## AIM OF THE EXERCISE
Once you find the line with "Target: bathtub spout" in the data that follows, repeat it and every line after it exactly, through the line with "Target: white vanity cabinet".

## GIVEN RECORDS
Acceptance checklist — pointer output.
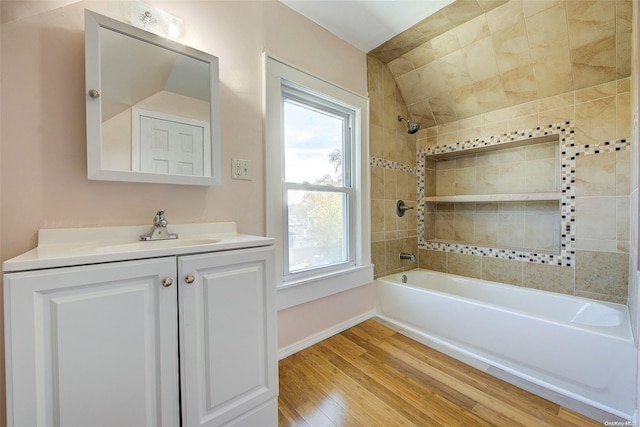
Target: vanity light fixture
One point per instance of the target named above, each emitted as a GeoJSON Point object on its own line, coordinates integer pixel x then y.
{"type": "Point", "coordinates": [155, 20]}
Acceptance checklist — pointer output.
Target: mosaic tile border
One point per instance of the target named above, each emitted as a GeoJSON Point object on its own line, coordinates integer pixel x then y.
{"type": "Point", "coordinates": [390, 164]}
{"type": "Point", "coordinates": [565, 132]}
{"type": "Point", "coordinates": [604, 147]}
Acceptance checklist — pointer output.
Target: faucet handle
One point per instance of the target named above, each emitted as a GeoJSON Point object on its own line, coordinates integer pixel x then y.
{"type": "Point", "coordinates": [159, 220]}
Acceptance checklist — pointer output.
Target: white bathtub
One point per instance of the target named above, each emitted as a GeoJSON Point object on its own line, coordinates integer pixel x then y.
{"type": "Point", "coordinates": [575, 347]}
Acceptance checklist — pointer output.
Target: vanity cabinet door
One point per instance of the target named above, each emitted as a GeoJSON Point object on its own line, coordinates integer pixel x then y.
{"type": "Point", "coordinates": [93, 345]}
{"type": "Point", "coordinates": [228, 338]}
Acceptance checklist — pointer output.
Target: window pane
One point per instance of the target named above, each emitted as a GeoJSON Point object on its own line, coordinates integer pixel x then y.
{"type": "Point", "coordinates": [316, 229]}
{"type": "Point", "coordinates": [312, 145]}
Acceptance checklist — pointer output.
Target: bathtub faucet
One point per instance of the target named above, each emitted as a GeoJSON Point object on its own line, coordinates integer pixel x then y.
{"type": "Point", "coordinates": [410, 257]}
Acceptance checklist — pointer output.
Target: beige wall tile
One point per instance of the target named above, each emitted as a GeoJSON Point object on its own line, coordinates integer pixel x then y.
{"type": "Point", "coordinates": [511, 231]}
{"type": "Point", "coordinates": [481, 60]}
{"type": "Point", "coordinates": [547, 150]}
{"type": "Point", "coordinates": [445, 182]}
{"type": "Point", "coordinates": [392, 253]}
{"type": "Point", "coordinates": [486, 228]}
{"type": "Point", "coordinates": [445, 44]}
{"type": "Point", "coordinates": [533, 7]}
{"type": "Point", "coordinates": [548, 277]}
{"type": "Point", "coordinates": [444, 226]}
{"type": "Point", "coordinates": [554, 74]}
{"type": "Point", "coordinates": [602, 273]}
{"type": "Point", "coordinates": [464, 101]}
{"type": "Point", "coordinates": [377, 182]}
{"type": "Point", "coordinates": [624, 13]}
{"type": "Point", "coordinates": [548, 32]}
{"type": "Point", "coordinates": [590, 21]}
{"type": "Point", "coordinates": [604, 90]}
{"type": "Point", "coordinates": [454, 71]}
{"type": "Point", "coordinates": [525, 122]}
{"type": "Point", "coordinates": [596, 121]}
{"type": "Point", "coordinates": [596, 175]}
{"type": "Point", "coordinates": [495, 129]}
{"type": "Point", "coordinates": [511, 47]}
{"type": "Point", "coordinates": [465, 181]}
{"type": "Point", "coordinates": [505, 16]}
{"type": "Point", "coordinates": [623, 115]}
{"type": "Point", "coordinates": [421, 55]}
{"type": "Point", "coordinates": [490, 94]}
{"type": "Point", "coordinates": [488, 179]}
{"type": "Point", "coordinates": [410, 86]}
{"type": "Point", "coordinates": [433, 260]}
{"type": "Point", "coordinates": [390, 184]}
{"type": "Point", "coordinates": [522, 110]}
{"type": "Point", "coordinates": [624, 85]}
{"type": "Point", "coordinates": [560, 115]}
{"type": "Point", "coordinates": [542, 175]}
{"type": "Point", "coordinates": [596, 218]}
{"type": "Point", "coordinates": [502, 270]}
{"type": "Point", "coordinates": [464, 227]}
{"type": "Point", "coordinates": [390, 218]}
{"type": "Point", "coordinates": [623, 173]}
{"type": "Point", "coordinates": [470, 134]}
{"type": "Point", "coordinates": [541, 232]}
{"type": "Point", "coordinates": [442, 108]}
{"type": "Point", "coordinates": [556, 102]}
{"type": "Point", "coordinates": [378, 259]}
{"type": "Point", "coordinates": [460, 12]}
{"type": "Point", "coordinates": [519, 84]}
{"type": "Point", "coordinates": [464, 265]}
{"type": "Point", "coordinates": [472, 31]}
{"type": "Point", "coordinates": [594, 63]}
{"type": "Point", "coordinates": [512, 177]}
{"type": "Point", "coordinates": [622, 219]}
{"type": "Point", "coordinates": [496, 116]}
{"type": "Point", "coordinates": [377, 215]}
{"type": "Point", "coordinates": [400, 66]}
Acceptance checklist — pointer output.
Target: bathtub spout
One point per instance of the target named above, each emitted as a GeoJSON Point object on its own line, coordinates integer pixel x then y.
{"type": "Point", "coordinates": [410, 257]}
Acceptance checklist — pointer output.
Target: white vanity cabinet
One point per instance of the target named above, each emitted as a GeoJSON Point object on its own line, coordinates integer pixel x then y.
{"type": "Point", "coordinates": [184, 340]}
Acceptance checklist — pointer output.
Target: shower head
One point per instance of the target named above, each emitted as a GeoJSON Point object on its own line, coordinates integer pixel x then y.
{"type": "Point", "coordinates": [411, 126]}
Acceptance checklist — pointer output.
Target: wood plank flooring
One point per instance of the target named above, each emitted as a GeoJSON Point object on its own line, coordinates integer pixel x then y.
{"type": "Point", "coordinates": [370, 375]}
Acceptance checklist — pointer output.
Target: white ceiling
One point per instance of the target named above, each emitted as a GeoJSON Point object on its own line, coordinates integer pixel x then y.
{"type": "Point", "coordinates": [366, 24]}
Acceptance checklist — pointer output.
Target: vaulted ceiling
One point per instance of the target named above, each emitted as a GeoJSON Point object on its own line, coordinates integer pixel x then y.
{"type": "Point", "coordinates": [477, 56]}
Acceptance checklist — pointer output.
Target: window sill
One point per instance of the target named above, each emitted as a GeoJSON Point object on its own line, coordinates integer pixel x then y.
{"type": "Point", "coordinates": [305, 290]}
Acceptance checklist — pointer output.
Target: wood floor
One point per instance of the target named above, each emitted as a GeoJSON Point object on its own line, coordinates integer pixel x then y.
{"type": "Point", "coordinates": [370, 375]}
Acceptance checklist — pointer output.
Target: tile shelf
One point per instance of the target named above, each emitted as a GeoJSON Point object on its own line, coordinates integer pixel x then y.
{"type": "Point", "coordinates": [484, 198]}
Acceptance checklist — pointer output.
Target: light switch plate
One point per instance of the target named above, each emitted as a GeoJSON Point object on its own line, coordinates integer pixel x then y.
{"type": "Point", "coordinates": [241, 169]}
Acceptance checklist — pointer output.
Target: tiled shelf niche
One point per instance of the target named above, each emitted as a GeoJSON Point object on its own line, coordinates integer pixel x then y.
{"type": "Point", "coordinates": [507, 197]}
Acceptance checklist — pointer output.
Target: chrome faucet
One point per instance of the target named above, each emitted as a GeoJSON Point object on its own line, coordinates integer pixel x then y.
{"type": "Point", "coordinates": [409, 257]}
{"type": "Point", "coordinates": [159, 231]}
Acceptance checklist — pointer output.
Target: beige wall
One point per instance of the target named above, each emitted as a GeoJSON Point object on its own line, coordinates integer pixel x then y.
{"type": "Point", "coordinates": [43, 151]}
{"type": "Point", "coordinates": [602, 194]}
{"type": "Point", "coordinates": [599, 109]}
{"type": "Point", "coordinates": [393, 175]}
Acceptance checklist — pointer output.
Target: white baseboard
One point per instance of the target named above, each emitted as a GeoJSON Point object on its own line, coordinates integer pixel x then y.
{"type": "Point", "coordinates": [322, 335]}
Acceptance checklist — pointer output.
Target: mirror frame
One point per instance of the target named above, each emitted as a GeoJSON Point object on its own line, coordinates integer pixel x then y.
{"type": "Point", "coordinates": [94, 22]}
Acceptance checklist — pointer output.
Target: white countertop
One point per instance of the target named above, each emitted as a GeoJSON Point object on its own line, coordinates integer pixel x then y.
{"type": "Point", "coordinates": [80, 246]}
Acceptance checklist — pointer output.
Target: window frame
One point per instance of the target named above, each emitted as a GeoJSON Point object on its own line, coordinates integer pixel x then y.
{"type": "Point", "coordinates": [307, 99]}
{"type": "Point", "coordinates": [316, 284]}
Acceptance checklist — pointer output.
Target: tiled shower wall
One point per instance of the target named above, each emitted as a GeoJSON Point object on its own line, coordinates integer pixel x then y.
{"type": "Point", "coordinates": [601, 117]}
{"type": "Point", "coordinates": [393, 174]}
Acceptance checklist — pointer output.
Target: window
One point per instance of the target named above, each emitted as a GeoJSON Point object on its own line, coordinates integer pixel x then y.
{"type": "Point", "coordinates": [317, 189]}
{"type": "Point", "coordinates": [317, 184]}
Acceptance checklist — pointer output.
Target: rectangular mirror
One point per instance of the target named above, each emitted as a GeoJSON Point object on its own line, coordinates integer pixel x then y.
{"type": "Point", "coordinates": [152, 107]}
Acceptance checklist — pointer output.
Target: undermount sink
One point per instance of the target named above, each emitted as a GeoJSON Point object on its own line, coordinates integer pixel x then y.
{"type": "Point", "coordinates": [156, 244]}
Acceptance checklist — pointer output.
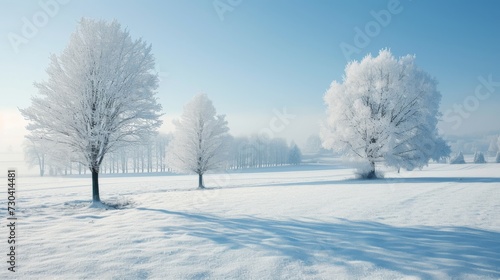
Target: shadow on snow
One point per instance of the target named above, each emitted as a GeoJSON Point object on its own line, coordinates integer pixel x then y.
{"type": "Point", "coordinates": [418, 251]}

## RESULT FOR THIS EXERCISE
Target: bathtub spout
One point per instance of the target named above, each emitted as a GeoJSON Point object on its own line, coordinates integer pixel x then y.
{"type": "Point", "coordinates": [410, 257]}
Acceptance checklist — pointer output.
Target: white vanity cabinet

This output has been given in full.